* What you are asked to do *
Quote, with no changes, the part of the rows below that opens with the line containing "compact like (460,753)." and closes with the final row.

(Object point labels)
━━━━━━━━

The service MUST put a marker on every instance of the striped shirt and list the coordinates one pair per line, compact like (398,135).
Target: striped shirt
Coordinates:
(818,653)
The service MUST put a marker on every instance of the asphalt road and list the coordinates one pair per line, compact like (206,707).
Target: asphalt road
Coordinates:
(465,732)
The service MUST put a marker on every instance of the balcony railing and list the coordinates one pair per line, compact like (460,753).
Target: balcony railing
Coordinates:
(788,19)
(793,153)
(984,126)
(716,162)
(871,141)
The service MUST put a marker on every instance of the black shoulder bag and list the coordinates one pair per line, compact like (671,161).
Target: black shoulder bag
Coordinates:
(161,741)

━━━━━━━━

* Answer for the task *
The service MUST put a marker on every instance of the balcony railing and list the coordinates one pair per line, compact like (460,753).
Target: balcony railing
Coordinates:
(788,19)
(793,153)
(984,126)
(716,162)
(871,141)
The service MUST put a marker on every instance of the black shoulder bag and list the coordinates one pair per line, compact like (671,161).
Target: black shoulder bag
Coordinates:
(161,741)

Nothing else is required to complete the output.